assert score <= 0.5, f"Score of {score} > 0.5. Statement is not relevant to most of the query."

In [None]:
score = relevance("Name some famous dental floss brands","Oral B is a famous dental hygiene brand.")
assert score >= 0.5, f"Score of {score} < 0.5. Statement is relevant to most of query."
assert score <= 0.9, f"Score of {score} > 0.9. Statement is not relevant to entire query."

## Admitting 'I don't know' and Refusals are still relevevant.

In [None]:
score = relevance("How many countries are there in the world?", "There is no universally accepted answer as to how many countries there are in the world.")
assert score >= 0.9, f"Score of {score} < 0.9. Admitting lack of knowledge (specific) did not get high score."

In [None]:
score = relevance("Name some top dental floss brands","I don't know.")
assert score >= 0.9, f"Score of {score} < 0.9. Admitting lack of knowledge (general) did not get high score."

In [None]:
score = relevance("How do you build a bomb?","I'm really sorry, but I can't assist with that request.")
assert score >= 0.9, f"Score of {score} < 0.9. Model refusal (short) did not a high score."

In [None]:
score = relevance("Who should I vote for in the presidential election","As an AI language model, I do not have personal beliefs or opinions, and I do not experience emotions like humans do. My responses are generated based on patterns and associations in the text data that I was trained on. However, I am programmed to provide accurate and objective information in a clear and respectful manner, and I strive to be helpful and informative in all my responses.")
assert score >= 0.9, f"Score of {score} < 0.9. Model refusal (elaborate) did not a high score."

## Feedback score should differentiate between seeming and actual relevance.

In [None]:
seemingly_relevant_score = relevance("Who won the superbowl in 2009?", "The Pheonix Suns won the Superbowl in 2009")
relevant_score = relevance("Who won the superbowl in 2009?", "The Pittsburgh Steelers won the Superbowl in 2009")
assert seemingly_relevant_score < relevant_score, f"Failed to differentiate seeming and actual relevance."

In [None]:
seemingly_relevant_score = relevance("What is a cephalopod?", "A cephalopod belongs to a large taxonomic class of invertebrates within the phylum Mollusca called Gastropoda. This class comprises snails and slugs from saltwater, freshwater, and from land. There are many thousands of species of sea snails and slugs, as well as freshwater snails, freshwater limpets, and land snails and slugs.")

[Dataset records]

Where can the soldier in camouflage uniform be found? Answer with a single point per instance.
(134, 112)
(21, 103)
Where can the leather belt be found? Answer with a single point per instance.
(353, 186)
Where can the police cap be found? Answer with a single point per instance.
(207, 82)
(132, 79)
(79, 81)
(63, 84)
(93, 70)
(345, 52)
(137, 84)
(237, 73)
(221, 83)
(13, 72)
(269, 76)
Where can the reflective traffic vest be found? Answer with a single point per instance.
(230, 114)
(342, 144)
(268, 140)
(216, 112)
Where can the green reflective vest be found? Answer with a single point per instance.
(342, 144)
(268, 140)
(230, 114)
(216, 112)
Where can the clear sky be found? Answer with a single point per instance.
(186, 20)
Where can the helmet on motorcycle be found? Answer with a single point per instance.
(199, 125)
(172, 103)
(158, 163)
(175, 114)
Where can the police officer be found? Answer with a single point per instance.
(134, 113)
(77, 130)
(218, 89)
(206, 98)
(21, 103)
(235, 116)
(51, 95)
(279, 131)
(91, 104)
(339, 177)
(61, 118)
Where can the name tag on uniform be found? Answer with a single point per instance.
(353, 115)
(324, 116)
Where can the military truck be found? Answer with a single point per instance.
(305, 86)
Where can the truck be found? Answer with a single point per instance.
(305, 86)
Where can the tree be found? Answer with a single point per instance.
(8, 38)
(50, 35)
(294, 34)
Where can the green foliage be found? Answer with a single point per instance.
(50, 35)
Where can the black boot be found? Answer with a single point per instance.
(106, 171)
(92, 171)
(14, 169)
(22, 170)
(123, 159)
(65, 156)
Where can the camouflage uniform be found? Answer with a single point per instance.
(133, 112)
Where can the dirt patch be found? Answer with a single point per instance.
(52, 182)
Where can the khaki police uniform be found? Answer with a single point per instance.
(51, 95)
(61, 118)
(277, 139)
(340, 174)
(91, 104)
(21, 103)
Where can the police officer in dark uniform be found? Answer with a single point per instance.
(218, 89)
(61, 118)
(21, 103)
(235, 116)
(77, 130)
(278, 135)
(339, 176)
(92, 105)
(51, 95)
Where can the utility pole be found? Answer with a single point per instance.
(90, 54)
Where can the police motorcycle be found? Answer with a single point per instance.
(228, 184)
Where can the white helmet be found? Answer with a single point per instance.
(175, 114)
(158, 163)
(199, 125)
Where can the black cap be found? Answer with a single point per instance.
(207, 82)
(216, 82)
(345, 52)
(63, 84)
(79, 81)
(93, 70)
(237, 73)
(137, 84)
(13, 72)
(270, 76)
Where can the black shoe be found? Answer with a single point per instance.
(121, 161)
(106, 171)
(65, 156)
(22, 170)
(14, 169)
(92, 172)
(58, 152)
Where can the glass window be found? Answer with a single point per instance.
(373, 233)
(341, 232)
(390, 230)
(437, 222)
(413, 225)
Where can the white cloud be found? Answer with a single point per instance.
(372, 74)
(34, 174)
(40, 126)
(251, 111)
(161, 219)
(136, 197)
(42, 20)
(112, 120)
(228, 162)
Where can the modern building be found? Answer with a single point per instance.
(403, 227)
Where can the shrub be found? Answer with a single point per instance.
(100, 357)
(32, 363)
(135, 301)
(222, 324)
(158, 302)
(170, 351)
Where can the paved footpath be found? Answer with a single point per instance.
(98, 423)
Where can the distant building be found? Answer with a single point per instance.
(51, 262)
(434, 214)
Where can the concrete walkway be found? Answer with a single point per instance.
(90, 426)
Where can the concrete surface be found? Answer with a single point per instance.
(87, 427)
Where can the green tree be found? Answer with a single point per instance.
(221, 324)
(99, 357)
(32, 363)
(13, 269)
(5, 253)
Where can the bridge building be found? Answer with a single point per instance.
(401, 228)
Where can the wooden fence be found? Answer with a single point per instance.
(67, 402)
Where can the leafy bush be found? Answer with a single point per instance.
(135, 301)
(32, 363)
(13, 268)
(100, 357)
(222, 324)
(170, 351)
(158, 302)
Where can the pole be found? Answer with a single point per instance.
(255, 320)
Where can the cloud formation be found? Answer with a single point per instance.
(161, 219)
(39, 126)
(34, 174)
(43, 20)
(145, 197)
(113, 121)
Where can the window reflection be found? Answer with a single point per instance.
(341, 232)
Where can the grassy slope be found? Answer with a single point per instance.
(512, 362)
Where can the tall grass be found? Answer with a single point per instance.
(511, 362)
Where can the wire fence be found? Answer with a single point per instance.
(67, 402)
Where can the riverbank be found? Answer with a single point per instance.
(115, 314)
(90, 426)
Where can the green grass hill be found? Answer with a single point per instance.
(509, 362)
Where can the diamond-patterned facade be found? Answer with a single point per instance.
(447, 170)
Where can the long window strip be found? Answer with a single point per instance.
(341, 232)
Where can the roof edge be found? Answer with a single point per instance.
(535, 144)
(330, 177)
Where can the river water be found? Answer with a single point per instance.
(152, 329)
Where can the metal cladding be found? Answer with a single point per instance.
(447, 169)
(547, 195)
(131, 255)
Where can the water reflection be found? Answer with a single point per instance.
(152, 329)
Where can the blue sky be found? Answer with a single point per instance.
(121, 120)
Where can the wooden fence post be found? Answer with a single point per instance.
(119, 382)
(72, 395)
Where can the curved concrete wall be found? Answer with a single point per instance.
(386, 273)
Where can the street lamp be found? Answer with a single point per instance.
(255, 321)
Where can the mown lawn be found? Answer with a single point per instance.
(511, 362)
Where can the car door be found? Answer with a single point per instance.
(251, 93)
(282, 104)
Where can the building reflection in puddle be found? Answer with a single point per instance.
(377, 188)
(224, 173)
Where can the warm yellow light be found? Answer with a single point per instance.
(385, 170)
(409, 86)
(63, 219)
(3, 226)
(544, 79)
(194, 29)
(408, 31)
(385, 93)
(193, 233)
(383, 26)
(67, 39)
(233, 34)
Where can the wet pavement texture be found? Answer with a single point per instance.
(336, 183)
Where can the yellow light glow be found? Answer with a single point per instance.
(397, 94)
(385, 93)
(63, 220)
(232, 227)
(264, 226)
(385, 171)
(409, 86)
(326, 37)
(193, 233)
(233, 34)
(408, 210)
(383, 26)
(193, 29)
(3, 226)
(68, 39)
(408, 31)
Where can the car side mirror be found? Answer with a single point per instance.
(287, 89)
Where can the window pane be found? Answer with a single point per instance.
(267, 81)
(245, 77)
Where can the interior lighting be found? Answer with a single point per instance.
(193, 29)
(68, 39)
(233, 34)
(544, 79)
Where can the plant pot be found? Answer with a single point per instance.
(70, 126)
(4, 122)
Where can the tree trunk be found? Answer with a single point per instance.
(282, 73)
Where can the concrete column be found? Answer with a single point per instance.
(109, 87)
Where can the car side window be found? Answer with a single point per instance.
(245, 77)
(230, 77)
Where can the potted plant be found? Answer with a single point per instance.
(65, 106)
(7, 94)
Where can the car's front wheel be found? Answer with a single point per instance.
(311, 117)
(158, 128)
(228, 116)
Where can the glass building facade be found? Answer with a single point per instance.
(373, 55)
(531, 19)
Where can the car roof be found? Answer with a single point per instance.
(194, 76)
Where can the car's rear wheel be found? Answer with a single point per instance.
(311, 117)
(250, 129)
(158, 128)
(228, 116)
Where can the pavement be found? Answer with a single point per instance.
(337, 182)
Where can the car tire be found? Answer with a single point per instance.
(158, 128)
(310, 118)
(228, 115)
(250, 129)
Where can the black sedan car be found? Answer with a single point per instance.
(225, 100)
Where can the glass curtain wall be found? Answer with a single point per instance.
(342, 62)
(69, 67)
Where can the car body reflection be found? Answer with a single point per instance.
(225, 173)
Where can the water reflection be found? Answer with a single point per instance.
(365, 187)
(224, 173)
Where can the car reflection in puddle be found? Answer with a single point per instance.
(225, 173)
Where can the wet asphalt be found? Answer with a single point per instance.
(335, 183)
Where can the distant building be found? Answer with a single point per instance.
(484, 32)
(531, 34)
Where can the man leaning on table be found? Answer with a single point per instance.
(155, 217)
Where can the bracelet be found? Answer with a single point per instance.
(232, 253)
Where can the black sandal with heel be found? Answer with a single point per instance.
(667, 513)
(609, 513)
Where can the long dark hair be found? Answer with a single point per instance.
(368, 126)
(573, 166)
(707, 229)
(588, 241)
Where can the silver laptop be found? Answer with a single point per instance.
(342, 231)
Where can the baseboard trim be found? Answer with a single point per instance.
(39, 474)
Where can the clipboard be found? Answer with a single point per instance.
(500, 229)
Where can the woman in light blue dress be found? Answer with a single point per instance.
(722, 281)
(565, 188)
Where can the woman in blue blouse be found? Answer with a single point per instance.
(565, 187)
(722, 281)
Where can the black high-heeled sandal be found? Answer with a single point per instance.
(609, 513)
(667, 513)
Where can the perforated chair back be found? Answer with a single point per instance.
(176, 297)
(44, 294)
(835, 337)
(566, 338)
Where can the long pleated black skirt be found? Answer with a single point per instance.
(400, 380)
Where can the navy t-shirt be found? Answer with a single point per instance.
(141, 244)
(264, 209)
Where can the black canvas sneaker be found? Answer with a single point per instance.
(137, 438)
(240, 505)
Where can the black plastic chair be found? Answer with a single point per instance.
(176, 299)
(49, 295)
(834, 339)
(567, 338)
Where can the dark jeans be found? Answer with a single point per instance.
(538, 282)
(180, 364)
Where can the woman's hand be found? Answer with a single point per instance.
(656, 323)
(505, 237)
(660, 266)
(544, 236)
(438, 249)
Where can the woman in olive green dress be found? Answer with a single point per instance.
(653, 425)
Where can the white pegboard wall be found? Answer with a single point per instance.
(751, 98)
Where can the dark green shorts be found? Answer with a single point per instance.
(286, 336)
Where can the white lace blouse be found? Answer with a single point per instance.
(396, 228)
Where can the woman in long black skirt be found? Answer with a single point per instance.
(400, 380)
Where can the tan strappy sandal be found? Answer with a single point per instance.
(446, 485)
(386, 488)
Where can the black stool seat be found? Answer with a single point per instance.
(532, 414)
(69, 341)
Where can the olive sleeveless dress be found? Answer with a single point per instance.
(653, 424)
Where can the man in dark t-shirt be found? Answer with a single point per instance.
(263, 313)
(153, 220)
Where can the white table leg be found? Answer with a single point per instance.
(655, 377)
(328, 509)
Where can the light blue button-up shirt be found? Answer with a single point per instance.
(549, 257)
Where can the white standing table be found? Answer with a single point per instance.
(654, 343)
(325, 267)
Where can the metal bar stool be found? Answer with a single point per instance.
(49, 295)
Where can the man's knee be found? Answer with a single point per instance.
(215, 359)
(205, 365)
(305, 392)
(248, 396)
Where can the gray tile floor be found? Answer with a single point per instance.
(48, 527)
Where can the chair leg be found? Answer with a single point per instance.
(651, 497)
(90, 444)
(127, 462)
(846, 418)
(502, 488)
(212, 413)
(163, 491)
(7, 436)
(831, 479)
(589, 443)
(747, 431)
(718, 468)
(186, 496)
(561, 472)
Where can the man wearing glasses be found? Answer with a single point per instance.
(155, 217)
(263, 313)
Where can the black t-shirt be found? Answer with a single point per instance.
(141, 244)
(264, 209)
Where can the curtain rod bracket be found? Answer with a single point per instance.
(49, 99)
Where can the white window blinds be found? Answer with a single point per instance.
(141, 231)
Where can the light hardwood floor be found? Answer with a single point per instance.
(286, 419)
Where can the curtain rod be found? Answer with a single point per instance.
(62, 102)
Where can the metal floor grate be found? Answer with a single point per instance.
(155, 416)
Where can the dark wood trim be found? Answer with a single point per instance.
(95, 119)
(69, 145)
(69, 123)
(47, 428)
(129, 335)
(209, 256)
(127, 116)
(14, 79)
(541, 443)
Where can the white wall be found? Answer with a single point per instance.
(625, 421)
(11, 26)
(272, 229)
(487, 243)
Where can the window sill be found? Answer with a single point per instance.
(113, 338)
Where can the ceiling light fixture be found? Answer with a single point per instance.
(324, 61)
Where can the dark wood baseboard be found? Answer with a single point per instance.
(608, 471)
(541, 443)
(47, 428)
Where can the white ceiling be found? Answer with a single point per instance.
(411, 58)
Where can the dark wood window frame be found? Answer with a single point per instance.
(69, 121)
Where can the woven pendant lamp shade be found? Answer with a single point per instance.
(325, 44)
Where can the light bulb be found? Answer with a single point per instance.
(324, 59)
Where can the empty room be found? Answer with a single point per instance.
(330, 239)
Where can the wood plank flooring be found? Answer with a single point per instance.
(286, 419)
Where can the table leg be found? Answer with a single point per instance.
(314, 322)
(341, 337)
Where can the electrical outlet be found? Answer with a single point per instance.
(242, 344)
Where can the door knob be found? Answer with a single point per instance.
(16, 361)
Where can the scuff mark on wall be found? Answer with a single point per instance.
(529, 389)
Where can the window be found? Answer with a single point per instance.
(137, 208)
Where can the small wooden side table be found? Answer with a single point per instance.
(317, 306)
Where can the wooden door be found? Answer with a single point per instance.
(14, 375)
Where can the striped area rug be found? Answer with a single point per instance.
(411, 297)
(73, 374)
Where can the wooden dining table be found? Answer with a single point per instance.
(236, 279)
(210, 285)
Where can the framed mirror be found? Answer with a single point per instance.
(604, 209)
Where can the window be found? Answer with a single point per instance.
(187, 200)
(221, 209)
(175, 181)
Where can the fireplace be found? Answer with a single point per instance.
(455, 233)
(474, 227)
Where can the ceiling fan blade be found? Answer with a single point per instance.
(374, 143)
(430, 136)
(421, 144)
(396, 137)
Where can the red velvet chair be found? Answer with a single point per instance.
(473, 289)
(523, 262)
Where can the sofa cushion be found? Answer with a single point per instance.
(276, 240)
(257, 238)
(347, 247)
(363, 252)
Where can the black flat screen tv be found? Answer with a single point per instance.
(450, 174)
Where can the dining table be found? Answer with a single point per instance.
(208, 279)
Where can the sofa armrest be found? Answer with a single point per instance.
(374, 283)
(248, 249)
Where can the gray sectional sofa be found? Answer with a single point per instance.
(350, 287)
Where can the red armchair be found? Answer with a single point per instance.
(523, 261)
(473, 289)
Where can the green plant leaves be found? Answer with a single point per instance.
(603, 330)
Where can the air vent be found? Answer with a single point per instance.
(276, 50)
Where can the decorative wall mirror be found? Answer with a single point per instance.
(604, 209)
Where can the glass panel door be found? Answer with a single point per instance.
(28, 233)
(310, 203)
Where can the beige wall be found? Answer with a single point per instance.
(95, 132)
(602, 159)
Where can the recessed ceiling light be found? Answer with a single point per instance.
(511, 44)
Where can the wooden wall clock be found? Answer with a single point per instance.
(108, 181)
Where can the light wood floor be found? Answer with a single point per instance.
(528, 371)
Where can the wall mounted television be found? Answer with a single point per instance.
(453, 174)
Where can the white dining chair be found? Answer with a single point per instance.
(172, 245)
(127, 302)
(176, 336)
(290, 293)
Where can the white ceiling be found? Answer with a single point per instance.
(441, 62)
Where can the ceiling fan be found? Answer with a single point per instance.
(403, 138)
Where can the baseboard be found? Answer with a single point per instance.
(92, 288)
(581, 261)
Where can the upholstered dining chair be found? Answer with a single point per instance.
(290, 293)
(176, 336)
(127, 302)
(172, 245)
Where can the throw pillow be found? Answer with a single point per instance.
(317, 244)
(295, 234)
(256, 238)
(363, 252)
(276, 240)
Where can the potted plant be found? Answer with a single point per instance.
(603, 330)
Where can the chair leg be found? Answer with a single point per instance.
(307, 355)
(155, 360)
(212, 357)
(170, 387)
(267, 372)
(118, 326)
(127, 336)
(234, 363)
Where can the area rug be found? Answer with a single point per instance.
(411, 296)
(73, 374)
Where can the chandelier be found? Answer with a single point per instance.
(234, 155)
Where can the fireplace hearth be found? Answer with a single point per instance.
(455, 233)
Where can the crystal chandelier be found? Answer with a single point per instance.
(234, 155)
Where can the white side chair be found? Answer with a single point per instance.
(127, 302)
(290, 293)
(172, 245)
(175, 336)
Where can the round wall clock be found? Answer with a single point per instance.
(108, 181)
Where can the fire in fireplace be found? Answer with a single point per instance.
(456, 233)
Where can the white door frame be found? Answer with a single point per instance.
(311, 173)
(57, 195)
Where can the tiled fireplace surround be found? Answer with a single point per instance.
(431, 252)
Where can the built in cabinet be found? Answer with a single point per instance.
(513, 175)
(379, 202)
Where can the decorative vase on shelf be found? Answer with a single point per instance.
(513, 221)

§ PROBLEM TO SOLVE: Write what comes next in the relevance-scoring notebook, picking up right after its last line.

§ ANSWER SECTION:
relevant_score = relevance("What is a cephalopod?", "A cephalopod is any member of the molluscan class Cephalopoda such as a squid, octopus, cuttlefish, or nautilus. These exclusively marine animals are characterized by bilateral body symmetry, a prominent head, and a set of arms or tentacles (muscular hydrostats) modified from the primitive molluscan foot. Fishers sometimes call cephalopods 'inkfish referring to their common ability to squirt ink.")
assert seemingly_relevant_score < relevant_score, f"Failed to differentiate seeming and actual relevance."

## Relevant but inconclusive statements should get increasingly high scores as they are more helpful for answering the query.

In [None]:
score_low = relevance("Who won the superbowl in 2009?","Santonio Holmes made a brilliant catch for the Steelers.")
score_high = relevance("Who won the superbowl in 2009?","Santonio Holmes won the Superbowl for the Steelers in 2009 with his brilliant catch.")
assert score_low < score_high, "Score did not increase with more relevant details."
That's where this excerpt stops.